■ **Task goal**
Copy every line of the records below where the word "rule" occurs.

[Stored entries]
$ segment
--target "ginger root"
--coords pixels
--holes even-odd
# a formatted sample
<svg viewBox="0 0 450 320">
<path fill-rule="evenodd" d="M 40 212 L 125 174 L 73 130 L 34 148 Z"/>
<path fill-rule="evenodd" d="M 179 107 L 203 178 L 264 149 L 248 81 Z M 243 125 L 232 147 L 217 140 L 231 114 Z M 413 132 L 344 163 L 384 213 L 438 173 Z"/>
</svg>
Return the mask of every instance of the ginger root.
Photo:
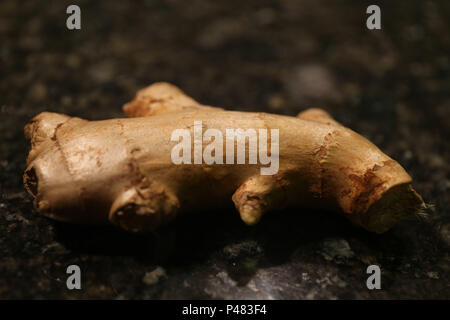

■ **Answer section**
<path fill-rule="evenodd" d="M 40 212 L 125 174 L 73 130 L 34 148 Z"/>
<path fill-rule="evenodd" d="M 179 107 L 203 178 L 264 149 L 248 81 Z M 243 125 L 232 147 L 217 140 L 231 114 Z M 413 132 L 344 163 L 384 213 L 438 173 Z"/>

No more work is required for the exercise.